QUELLE ▸
=-=-=-=-=

Natur gehört zum guten Leben

Große Mehrheit der Bevölkerung will laut einer Studie eine Agrarwende

  • Lesedauer: 3 Min.
Die Deutschen stehen auf Natur. Und ihre Vorstellung von einer umweltverträglichen Landwirtschaft stellt die Agrarindustrie vor mächtige Herausforderungen, wie eine aktuelle Studie zeigt.

Eine bessere Haltung von Nutztieren und weniger Pestizide, Gentechnik und Kunstdünger auf dem Acker - eine große Mehrheit der Deutschen wünscht sich strengere Regeln und Gesetze für die Landwirtschaft, auch wenn die Lebensmittel deshalb teurer werden. Das ist das Ergebnis einer aktuellen Studie des Bundesamtes für Naturschutz (BfN) zum Naturbewusstsein der Deutschen.

=-=-=-=-=

BEREITGESTELLTE DATEN ▸
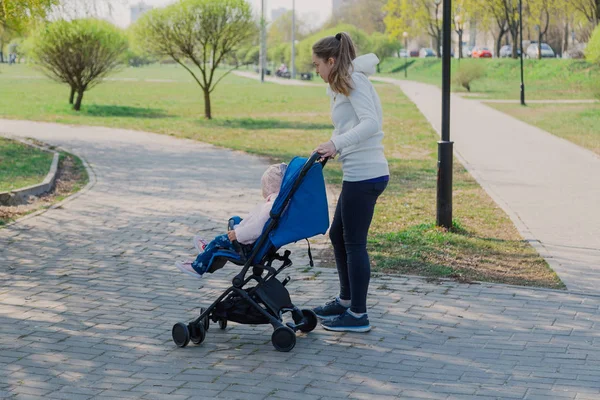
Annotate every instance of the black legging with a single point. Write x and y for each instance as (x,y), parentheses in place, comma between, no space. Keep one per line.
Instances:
(348,234)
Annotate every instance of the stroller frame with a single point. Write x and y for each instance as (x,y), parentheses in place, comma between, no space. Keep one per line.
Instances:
(267,301)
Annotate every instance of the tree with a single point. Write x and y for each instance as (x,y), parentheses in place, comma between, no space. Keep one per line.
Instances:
(79,53)
(280,30)
(16,14)
(366,15)
(202,32)
(304,57)
(592,51)
(398,18)
(589,8)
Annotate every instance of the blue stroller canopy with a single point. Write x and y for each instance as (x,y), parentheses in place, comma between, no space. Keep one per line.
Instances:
(301,207)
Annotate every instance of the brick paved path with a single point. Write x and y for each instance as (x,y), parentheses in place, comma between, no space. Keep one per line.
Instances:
(88,297)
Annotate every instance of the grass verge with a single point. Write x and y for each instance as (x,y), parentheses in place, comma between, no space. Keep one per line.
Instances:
(71,177)
(21,165)
(546,79)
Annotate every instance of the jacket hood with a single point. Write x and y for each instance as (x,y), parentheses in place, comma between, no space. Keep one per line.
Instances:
(366,64)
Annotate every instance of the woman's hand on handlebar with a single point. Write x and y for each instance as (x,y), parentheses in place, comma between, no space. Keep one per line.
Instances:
(231,235)
(326,150)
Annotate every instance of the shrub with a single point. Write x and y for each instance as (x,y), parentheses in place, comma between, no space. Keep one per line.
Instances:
(467,73)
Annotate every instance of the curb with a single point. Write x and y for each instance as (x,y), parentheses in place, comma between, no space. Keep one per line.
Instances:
(20,196)
(91,182)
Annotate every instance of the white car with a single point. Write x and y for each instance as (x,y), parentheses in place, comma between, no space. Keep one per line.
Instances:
(532,51)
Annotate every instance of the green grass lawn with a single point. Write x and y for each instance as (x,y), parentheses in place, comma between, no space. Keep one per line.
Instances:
(22,165)
(544,79)
(578,123)
(281,122)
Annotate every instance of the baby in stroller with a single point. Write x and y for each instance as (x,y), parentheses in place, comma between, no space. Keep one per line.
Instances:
(295,209)
(245,231)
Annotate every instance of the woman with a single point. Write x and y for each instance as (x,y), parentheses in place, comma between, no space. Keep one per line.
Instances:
(357,119)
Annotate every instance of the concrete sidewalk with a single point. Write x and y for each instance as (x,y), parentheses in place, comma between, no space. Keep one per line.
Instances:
(548,186)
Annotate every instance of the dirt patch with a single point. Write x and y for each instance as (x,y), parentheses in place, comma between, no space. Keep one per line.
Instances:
(70,178)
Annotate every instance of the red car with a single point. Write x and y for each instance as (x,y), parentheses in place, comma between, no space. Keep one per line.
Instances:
(481,52)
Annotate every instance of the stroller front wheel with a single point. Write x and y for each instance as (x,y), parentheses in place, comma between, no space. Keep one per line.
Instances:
(181,334)
(283,339)
(197,332)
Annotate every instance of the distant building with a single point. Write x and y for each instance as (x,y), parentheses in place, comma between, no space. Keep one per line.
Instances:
(138,10)
(278,12)
(337,5)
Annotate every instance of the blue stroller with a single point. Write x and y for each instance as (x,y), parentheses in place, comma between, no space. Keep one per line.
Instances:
(299,212)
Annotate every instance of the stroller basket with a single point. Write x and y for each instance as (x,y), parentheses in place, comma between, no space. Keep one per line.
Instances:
(299,212)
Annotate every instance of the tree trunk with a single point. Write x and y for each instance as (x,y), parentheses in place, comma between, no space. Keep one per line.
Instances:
(566,38)
(516,45)
(77,105)
(207,111)
(499,43)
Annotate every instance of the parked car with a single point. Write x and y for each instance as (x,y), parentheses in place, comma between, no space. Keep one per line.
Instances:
(426,52)
(547,52)
(506,51)
(481,52)
(574,54)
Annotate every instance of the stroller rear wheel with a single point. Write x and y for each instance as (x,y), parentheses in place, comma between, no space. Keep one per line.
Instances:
(283,339)
(206,320)
(181,334)
(311,320)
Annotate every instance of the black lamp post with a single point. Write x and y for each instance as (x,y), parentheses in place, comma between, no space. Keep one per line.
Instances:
(444,178)
(521,46)
(405,34)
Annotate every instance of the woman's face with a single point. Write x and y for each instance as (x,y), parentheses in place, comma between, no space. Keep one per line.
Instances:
(323,67)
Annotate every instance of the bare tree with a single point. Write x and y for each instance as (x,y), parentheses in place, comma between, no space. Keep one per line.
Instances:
(79,53)
(202,32)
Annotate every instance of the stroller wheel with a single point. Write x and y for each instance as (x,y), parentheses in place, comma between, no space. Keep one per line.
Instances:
(197,332)
(181,334)
(311,320)
(283,339)
(206,320)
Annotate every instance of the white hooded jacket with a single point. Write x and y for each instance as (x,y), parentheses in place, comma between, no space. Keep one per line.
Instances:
(358,122)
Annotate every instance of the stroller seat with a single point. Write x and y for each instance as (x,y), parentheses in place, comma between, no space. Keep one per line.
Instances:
(300,212)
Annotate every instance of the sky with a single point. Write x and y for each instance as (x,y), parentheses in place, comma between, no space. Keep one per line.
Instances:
(313,12)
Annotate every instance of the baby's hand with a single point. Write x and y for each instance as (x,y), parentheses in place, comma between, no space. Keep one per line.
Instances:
(231,236)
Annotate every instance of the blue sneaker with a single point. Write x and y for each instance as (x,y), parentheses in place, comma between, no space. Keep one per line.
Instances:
(330,310)
(347,323)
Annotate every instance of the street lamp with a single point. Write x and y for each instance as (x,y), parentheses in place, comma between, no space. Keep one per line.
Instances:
(444,178)
(263,42)
(293,39)
(405,34)
(459,31)
(521,45)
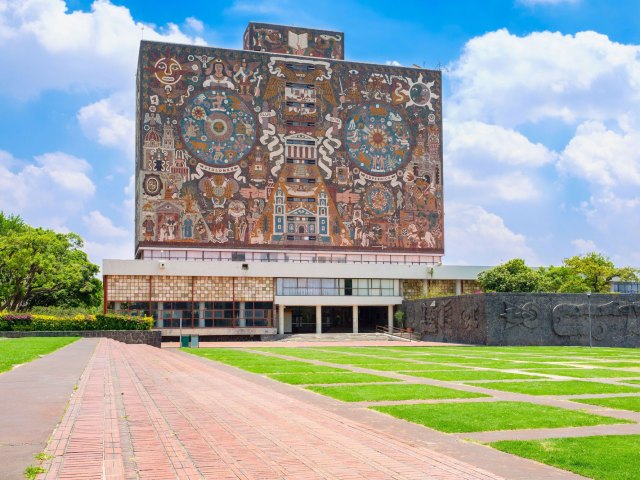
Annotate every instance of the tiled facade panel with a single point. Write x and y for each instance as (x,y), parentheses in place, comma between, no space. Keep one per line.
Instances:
(263,37)
(166,288)
(243,149)
(254,289)
(127,288)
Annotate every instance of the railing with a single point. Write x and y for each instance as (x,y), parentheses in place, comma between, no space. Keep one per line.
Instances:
(290,257)
(406,333)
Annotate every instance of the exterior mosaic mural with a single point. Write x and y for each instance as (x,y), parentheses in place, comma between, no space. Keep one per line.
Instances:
(246,149)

=-=-=-=-=

AUFGABENSTELLUNG ▸ Nenne alle Mittel und Verfahren, die sich laut dem Artikel zur Agrarwende eine große Mehrheit der Deutschen weniger auf dem Acker wünscht.

MUSTERLÖSUNG ▸ Pestizide, Gentechnik, Kunstdünger